Work request: Exactly as written, reproduce all of the entries.

Study material:
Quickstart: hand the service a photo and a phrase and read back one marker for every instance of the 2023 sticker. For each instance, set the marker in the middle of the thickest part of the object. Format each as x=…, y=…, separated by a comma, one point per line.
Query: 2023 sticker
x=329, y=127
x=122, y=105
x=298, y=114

Task solution:
Quickstart: hand the service a photo and a phrase and read back one marker for every instance of the 2023 sticker. For each instance, set the marker in the middle of the thickest part of the object. Format each as x=…, y=…, separated by a comma, one point per line.
Query: 2023 sticker
x=329, y=127
x=122, y=105
x=298, y=114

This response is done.